### What needs to be done
Please repeat, from the entries that follow, the lines from the one containing "Target: fallen log" through the one containing "Tag a single point on each instance of the moss-covered tree" exactly, adding nothing.

(Saved entries)
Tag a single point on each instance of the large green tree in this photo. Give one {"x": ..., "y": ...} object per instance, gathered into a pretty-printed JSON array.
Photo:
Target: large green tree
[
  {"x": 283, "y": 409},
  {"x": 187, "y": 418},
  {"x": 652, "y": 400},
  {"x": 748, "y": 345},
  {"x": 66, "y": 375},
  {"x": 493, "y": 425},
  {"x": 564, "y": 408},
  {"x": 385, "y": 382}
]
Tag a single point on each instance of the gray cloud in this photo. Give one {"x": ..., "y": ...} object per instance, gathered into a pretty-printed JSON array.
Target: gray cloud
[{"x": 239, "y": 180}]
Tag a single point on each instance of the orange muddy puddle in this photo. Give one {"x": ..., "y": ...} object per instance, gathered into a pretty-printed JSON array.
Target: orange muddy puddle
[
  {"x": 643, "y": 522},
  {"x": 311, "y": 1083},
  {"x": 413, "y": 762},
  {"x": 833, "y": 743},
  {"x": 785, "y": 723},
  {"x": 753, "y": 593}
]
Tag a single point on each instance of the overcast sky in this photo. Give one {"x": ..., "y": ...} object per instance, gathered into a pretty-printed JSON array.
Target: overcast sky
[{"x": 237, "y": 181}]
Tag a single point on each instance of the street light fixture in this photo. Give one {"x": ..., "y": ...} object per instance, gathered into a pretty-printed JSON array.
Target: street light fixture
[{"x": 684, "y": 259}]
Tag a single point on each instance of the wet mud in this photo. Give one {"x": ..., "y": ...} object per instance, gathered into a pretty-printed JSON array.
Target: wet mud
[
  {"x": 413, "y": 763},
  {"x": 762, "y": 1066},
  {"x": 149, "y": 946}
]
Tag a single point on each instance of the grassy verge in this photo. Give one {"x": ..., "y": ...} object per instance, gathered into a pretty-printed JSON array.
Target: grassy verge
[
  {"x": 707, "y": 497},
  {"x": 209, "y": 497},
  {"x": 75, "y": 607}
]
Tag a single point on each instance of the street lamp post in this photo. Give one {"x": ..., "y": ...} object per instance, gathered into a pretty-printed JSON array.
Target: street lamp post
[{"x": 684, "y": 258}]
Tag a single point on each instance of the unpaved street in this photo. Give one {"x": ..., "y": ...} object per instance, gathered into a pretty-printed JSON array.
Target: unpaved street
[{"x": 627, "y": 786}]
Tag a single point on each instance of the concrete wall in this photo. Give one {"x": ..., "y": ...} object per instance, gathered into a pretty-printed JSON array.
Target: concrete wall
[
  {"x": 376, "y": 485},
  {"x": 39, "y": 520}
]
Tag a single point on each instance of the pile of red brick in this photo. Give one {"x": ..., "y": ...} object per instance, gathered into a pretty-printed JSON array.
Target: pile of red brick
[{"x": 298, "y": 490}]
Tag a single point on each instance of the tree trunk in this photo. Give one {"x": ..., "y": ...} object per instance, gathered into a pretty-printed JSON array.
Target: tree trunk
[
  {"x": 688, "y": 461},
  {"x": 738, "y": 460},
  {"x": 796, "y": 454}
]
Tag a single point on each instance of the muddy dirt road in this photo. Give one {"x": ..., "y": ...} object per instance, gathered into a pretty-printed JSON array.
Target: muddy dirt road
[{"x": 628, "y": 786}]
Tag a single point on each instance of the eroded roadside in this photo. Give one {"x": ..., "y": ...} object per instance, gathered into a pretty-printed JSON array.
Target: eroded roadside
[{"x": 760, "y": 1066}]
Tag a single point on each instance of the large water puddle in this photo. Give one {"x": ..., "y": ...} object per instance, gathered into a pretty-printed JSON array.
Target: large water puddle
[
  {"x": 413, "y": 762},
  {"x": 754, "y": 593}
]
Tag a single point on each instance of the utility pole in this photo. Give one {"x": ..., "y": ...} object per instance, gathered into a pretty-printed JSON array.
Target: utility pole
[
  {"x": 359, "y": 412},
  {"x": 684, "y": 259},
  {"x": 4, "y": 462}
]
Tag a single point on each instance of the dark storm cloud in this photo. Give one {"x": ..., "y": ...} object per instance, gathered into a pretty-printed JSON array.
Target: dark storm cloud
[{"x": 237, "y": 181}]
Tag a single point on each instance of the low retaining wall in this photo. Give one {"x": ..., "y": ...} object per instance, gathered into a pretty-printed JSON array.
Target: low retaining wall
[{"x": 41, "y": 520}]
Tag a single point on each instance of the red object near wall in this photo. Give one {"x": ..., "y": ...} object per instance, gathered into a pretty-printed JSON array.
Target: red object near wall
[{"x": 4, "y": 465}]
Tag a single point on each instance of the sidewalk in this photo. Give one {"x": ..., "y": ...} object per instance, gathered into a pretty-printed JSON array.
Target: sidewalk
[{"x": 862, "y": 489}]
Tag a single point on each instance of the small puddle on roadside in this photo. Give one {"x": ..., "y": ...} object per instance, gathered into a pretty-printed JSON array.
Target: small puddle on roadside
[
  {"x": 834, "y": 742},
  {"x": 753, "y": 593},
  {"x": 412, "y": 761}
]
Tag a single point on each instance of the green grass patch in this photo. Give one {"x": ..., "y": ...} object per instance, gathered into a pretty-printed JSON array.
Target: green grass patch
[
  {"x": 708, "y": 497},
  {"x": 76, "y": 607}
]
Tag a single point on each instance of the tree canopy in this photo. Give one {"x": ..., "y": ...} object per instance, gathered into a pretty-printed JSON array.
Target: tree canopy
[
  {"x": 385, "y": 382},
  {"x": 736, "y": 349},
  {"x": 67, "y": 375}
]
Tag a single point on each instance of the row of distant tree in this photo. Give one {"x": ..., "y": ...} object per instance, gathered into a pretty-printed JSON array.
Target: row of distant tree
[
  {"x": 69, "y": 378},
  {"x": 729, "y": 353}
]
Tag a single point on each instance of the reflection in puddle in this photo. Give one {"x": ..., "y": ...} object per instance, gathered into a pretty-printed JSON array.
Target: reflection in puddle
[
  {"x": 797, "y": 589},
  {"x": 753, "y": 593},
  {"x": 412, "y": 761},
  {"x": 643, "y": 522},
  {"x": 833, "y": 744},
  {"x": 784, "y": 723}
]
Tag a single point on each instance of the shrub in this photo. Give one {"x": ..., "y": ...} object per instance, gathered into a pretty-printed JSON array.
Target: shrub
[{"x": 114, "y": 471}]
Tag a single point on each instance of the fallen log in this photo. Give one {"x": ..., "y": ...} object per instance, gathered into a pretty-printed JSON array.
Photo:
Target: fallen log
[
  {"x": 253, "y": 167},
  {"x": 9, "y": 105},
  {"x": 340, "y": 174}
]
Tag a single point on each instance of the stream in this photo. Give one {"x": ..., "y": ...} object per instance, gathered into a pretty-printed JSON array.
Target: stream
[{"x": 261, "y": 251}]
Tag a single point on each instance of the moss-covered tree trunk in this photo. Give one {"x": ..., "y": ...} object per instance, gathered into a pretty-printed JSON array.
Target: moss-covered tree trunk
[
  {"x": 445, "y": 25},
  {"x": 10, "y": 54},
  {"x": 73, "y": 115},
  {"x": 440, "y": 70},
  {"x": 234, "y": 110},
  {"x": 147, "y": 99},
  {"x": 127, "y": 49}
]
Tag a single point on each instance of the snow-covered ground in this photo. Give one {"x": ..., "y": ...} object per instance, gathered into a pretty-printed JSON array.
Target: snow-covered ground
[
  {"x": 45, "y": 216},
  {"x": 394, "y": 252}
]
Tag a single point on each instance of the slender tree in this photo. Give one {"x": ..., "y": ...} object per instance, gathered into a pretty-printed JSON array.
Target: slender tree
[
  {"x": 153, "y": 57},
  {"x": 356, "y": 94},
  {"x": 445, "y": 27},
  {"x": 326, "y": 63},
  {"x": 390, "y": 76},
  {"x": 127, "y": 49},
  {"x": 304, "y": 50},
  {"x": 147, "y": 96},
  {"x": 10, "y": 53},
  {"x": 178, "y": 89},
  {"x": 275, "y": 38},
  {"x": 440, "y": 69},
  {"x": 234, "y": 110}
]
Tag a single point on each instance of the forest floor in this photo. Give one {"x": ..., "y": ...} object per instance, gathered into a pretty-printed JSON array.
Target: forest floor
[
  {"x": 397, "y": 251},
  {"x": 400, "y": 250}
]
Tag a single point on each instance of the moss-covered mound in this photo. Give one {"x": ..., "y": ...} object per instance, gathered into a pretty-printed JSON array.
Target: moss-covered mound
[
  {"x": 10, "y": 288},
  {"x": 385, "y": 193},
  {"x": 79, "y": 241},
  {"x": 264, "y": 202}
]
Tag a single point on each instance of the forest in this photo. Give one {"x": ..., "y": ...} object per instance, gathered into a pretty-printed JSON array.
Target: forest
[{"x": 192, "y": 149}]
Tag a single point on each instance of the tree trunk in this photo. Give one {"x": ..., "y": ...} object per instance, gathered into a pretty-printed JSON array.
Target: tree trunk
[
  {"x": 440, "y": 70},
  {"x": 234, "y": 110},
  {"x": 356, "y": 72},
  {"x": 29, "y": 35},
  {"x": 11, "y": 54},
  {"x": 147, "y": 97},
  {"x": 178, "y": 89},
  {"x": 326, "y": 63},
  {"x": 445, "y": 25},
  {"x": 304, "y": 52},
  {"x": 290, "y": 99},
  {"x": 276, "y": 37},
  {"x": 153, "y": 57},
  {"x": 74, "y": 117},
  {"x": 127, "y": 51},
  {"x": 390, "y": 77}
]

### Output below
Target: fallen log
[
  {"x": 253, "y": 167},
  {"x": 9, "y": 105},
  {"x": 340, "y": 174}
]
Tag a single point on each instance of the stream in this photo. Give one {"x": ..., "y": ...} object per instance, gathered into a pretty-printed JSON array.
Target: stream
[{"x": 261, "y": 251}]
Tag a single point on each instance of the moss-covered tree trunk in this photo. Give one {"x": ..., "y": ...} object per instance, gathered into a pretty-printed JSON array.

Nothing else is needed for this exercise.